- **Task item**
Please repeat all of the listing exactly.
── Working data
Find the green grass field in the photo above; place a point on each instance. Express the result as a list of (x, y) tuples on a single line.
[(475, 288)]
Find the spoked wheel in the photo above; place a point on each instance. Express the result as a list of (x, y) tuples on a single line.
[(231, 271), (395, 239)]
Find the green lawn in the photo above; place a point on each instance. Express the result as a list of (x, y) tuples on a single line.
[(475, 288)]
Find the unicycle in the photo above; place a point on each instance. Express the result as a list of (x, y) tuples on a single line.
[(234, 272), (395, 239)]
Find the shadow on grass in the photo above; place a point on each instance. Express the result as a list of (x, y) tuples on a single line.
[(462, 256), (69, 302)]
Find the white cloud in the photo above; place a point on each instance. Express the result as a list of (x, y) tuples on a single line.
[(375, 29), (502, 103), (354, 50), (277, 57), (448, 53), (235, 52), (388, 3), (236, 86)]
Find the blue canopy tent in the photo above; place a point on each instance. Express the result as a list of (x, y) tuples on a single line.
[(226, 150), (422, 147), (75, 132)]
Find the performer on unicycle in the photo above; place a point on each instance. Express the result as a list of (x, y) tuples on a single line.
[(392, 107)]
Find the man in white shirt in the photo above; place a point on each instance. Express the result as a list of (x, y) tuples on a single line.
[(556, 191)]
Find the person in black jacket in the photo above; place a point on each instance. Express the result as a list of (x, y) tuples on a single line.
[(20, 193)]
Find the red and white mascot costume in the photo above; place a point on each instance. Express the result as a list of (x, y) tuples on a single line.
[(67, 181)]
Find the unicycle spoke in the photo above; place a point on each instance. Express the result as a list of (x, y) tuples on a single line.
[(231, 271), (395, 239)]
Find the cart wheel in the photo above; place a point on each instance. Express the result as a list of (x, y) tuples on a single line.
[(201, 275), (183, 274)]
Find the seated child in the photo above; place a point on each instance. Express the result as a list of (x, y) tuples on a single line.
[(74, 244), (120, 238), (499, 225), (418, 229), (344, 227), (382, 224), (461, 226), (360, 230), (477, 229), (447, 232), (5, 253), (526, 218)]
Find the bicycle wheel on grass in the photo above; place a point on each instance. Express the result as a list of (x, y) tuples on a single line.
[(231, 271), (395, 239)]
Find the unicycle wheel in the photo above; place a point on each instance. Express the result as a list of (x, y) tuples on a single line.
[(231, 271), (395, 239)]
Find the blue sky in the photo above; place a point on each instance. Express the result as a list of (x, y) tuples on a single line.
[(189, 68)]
────
- **Task solution**
Find the green grass field in the photo above; place a point on each instance. Express the result as a list of (x, y) tuples on a single line.
[(475, 288)]
Find the spoked wheel in the photo above; place a point on each instance. Express the result as a list of (x, y) tuples on a single line.
[(231, 271), (395, 239)]
Find the green lawn in the photo above; place a point on each instance. Express the result as a list of (x, y) tuples on a single line.
[(475, 288)]
Find the unicycle in the photo above; place a point on each instance. Express the result as a list of (x, y) tuples on a single line.
[(234, 272), (395, 239)]
Find the shadow on grass in the photo above; place a point on each instance. Express the result as a list of (x, y) tuples on a single line.
[(462, 256), (69, 302)]
Find the white cloud in the photo above; place a point on each instance. Express the result as a list of (x, y) tuples on a single line.
[(375, 29), (502, 103), (354, 50), (277, 57), (448, 53), (235, 52), (388, 3), (236, 86)]
Find the blue canopy tent in the photo above; place a point on each instance. Express the result as a list of (x, y) tuples on a single line.
[(226, 150), (422, 147), (75, 132)]
Find the performer on unicycle in the photo above; place a point on each instance. Express the result as a list of (x, y) tuples on a single line.
[(392, 107)]
Find the man in white shirt in the photo above; place a point on each instance. Express the result as a list of (x, y) tuples on a single line.
[(556, 191)]
Find the person in black jacket in the photo above; place a point on each instance. Express the result as a list of (x, y) tuples on a single line.
[(20, 193)]
Find the red and white mascot costume in the photo above; place a point on each instance. Express the result as a list of (x, y) tuples on a single line.
[(67, 181)]
Find the unicycle spoke in the photo above; place a point on each instance. Express the result as a list of (x, y) tuples on a single line.
[(231, 271), (395, 239)]
Find the cart wheel in the photo above; place a point on each instance. Express the result as a list of (x, y) tuples on a single line.
[(201, 275), (183, 274)]
Find the seated child in the photo above; place a point on each instance. Express the result as a list of (x, y) tuples on a single line.
[(74, 244), (120, 238), (499, 225), (418, 229), (344, 227), (382, 224), (461, 226), (360, 230), (477, 229), (447, 232), (5, 253), (526, 218)]
Find the bicycle wheel on grass in the photo above; place a point on each instance. Express the result as a list of (x, y) tuples on a single line.
[(231, 271), (395, 239)]
Find the unicycle wheel in the photo above; place a point on each instance. Express the result as a list of (x, y) tuples on a single line.
[(231, 271), (395, 239)]
Find the blue sky in the photo above; place a point on each instance. Express the result as a list of (x, y) tuples on a single line.
[(189, 68)]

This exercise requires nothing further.